Set tasks -
(a) List every person whom the passage on the creativity study below names by surname.
(b) Translate this sentence from the passage on the creativity study below into Spanish: "More than half of the natural scientists, no matter how old or busy they were, agreed to participate."
(c) Using the passage on the creativity study below, decide whether each statement agrees with it, and quote the words that settle each one: (i) Women accepted at a lower rate than men. (ii) Less than a third of the artists, writers, and musicians approached accepted. (iii) The study reached a fifty-fifty gender ratio.

Source -
----------

Mr. Ligeti would like to add that he finds your project extremely interesting and would be very curious to read the results.

Occasionally the refusal was due to the belief that studying creativity is a waste of time. Poet and novelist Czeslaw Milosz wrote back: “I am skeptical as to the investigation of creativity and I do not feel inclined to submit myself to interviews on that subject. I guess I suspect some methodological errors at the basis of all discussions about ‘creativity.’” The novelist Norman Mailer replied: “I’m sorry but I
never agree to be interviewed on the process of work. Heisenberg’s principle of uncertainty applies.” Peter Drucker, the management expert and professor of Oriental art, excused himself in these terms:

I am greatly honored and flattered by your kind letter of February 14th—for I have admired you and your work for many years, and I have learned much from it. But, my dear Professor Csikszentmihalyi, I am afraid I have to disappoint you. I could not possibly answer your questions. I am told I am creative—I don’t know what that means…. I just keep on plodding….

…I hope you will not think me presumptuous or rude if I say that one of the secrets of productivity (in which I believe whereas I do not believe in creativity) is to have a VERY BIG waste paper basket to take care of ALL invitations such as yours—productivity in my experience consists of NOT doing anything that helps the work of other people but to spend all one’s time on the work the Good Lord has fitted one to do, and to do well.

The rate of acceptance varied among disciplines. More than half of the natural scientists, no matter how old or busy they were, agreed to participate. Artists, writers, and musicians, on the other hand, tended to ignore our letters or declined—less than a third of those approached accepted. It would be interesting to find out the causes of this differential attrition.

The same percentage of women and men accepted, but since in certain domains well-known creative women are underrepresented, we were unable to achieve the fifty-fifty gender ratio we were hoping for. Instead, the split is about seventy-thirty in favor of men.

Usually in psychological research, you must make sure that the individuals studied are “representative” of the “population” in question—in this case, the population of creative persons. If the sample is not representative, what you find cannot be generalized to the population. But here I don’t even attempt to come up with generalizations that are supposed to hold for all creative persons. What I try to do occasionally is to
disprove
certain widespread assumptions. The advantage of disproof over proof in science is that whereas a single case can disprove a generalization, even
all the cases in the world are not enough for a conclusive positive proof. If I could find just one white raven, that would be enough to disprove the statement: “All
ravens are black.” But I can point at millions of black ravens without confirming the statement that all ravens are black. Somewhere there may be a white raven hiding. The same lack of symmetry between what is called falsification and proof holds even for the most sacred laws of physics.

----------

Dataset excerpts -
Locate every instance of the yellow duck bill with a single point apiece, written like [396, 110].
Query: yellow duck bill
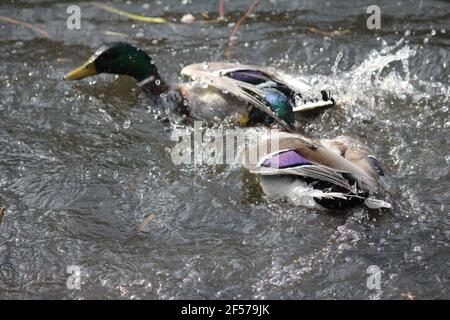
[86, 70]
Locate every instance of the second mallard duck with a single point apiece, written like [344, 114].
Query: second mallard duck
[244, 94]
[338, 173]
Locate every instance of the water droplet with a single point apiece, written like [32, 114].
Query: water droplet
[126, 124]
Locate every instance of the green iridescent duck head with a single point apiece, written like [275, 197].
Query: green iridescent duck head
[117, 58]
[279, 103]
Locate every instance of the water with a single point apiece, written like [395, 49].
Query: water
[83, 163]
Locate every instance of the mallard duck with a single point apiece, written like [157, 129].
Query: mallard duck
[337, 173]
[244, 94]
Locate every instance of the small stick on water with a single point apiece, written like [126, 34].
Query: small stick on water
[130, 15]
[147, 219]
[222, 9]
[229, 51]
[26, 25]
[2, 213]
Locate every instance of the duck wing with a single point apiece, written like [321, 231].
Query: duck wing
[292, 154]
[246, 82]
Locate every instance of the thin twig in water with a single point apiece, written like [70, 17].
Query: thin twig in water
[130, 15]
[229, 51]
[222, 9]
[147, 219]
[2, 213]
[26, 25]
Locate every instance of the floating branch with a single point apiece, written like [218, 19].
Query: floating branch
[26, 25]
[222, 9]
[146, 221]
[229, 51]
[329, 33]
[130, 15]
[2, 213]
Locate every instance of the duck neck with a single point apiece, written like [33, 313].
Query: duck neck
[153, 85]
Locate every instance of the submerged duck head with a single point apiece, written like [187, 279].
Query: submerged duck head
[117, 58]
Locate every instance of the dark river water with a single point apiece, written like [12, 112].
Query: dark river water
[83, 163]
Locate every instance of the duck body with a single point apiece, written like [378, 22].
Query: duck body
[217, 90]
[334, 173]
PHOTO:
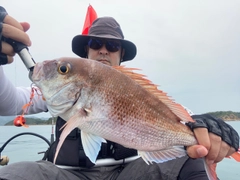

----------

Task-by-task outputs -
(a) Ligeti, Czeslaw Milosz, Norman Mailer, Heisenberg, Peter Drucker, Csikszentmihalyi

(b) Más de la mitad de los científicos naturales, sin importar lo mayores u ocupados que estuvieran, aceptaron participar.

(c)
(i) No: "The same percentage of women and men accepted"
(ii) Yes: "less than a third of those approached accepted"
(iii) No: "we were unable to achieve the fifty-fifty gender ratio we were hoping for"